Já ouviste dizer que o território
moçambicano foi ocupado, nem
que seja um metro pelo inimigo
desde a proclamação de independência
nacional? Há razões para
confiar nas nossas forças armadas.
Mas o líder da Renamo disse
que eram miúdos mal treinados.
Vangloriou-se de ter assaltado
quartéis para levar armas…
O líder da Renamo não é proibido
de falar. Todos sabemos que
quando abre a boca fala o que fala.
O jornalista deve ser patriota, não
deve falar de banalização das nossas
tropas. Um ou dois bandidos
podem fazer emboscada e desaparecerem,
podem atacar um autocarro
e matar pessoas. Isso aconteceu
e é de difícil controlo.
Actualmente verifica-se que
muitos jovens vão às FADM
como uma alternativa ao emprego,
facto que contribui para
a degradação dos valores morais
no exército. O que está sendo feito
para que as FADM sejam um
motivo de orgulho nacional.
É verdade que não há emprego e
muitos jovens refugiam-se tanto
nas FADM assim como na PRM.

### Problema A
No excerto sobre as forças armadas moçambicanas, como é que o líder da Renamo descreveu os militares?
### Problema B
Prossiga, por favor, o excerto sobre as forças armadas moçambicanas a partir do ponto em que termina.
Os registos que se seguem provêm de outra fonte.

### Material de origem
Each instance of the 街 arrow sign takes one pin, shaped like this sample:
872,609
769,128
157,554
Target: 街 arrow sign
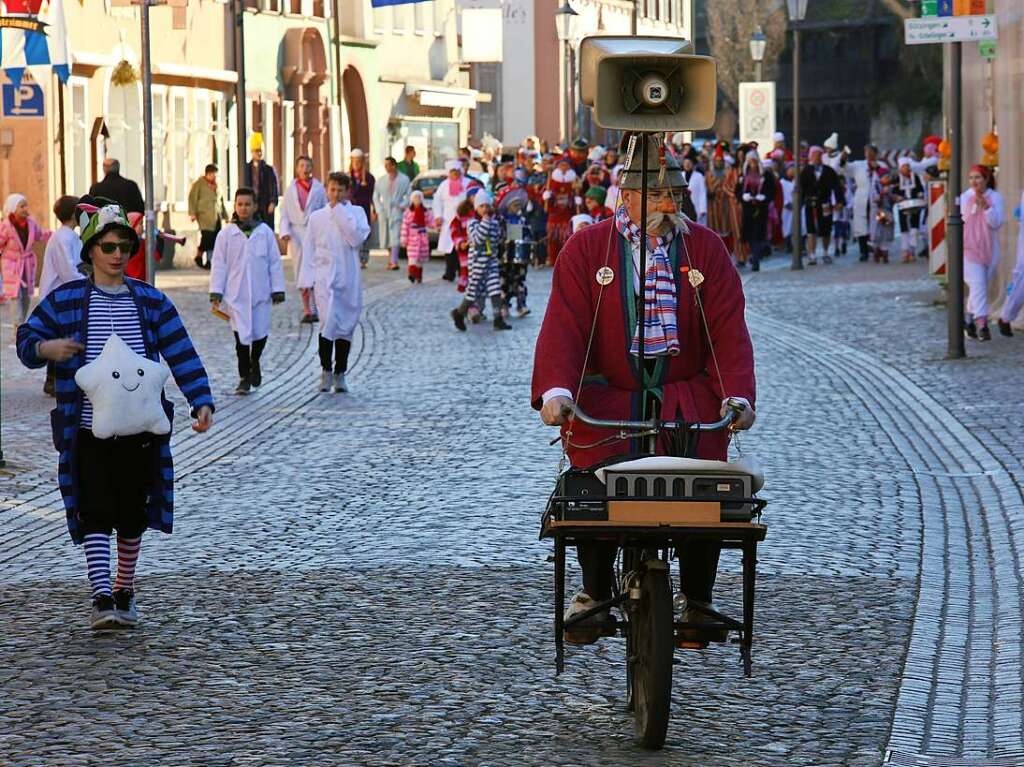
949,30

### Resultado do exercício A
Disse que eram miúdos mal treinados.

### Resultado do exercício B
Muitas das actividades criminosas
são praticadas por indivíduos que
requereram para ingressar nestas
unidades que no fundo não sabemos
do seu passado e muitas das
vezes são bandidos, ladrões e nos
criam esses problemas. Justamente
por isso, há duas semanas a PRM
anunciou a expulsão de cerca de
671 membros seus. Agora temos
de passar a fazer análise para poder
minimizar essa situação.
Assim, temos de procurar saber
de onde vem essa pessoa que quer
integrar as Forças de Defesa e Segurança.
Já houve casos de alguns militares
que depois de cumprirem o serviço
militar obrigatório (SMO)
requereram entrar na PRM, alguns
antes mesmo de terminarem
faziam-se passar de boas pessoas
que fundo não são. Para nos precavermos
disso, temos de passar a
dar informações correctas sobre os
nossos elementos.
Aprendemos que a farda militar
transmite outra postura às nossas
forças, mas hoje os soldados bebem
mesmo fardados. O que está
sendo feito.
A questão que se coloca é a origem
da pessoa. Alguns pais vêm nos
pedir para colocarmos os filhos
na tropa porque não conseguiram
educar.
Se um indivíduo não foi bem educado
pelos seus pais, chega a tropa
e escapam-lhe os ensinamentos,
este nunca vai deixar essas atitudes,
mas garanto que estamos a tomar
medidas. Antes não tínhamos
polícia militar, agora temos e está a
trabalhar no sentido de identificar
seus colegas mal comportados.
Nos últimos tempos há muitos
relatos de militares que espancam
nas populações ao invés de
preservarem as forças para combater
a integridade territorial. O
que está sendo feito para colmatar
esses actos.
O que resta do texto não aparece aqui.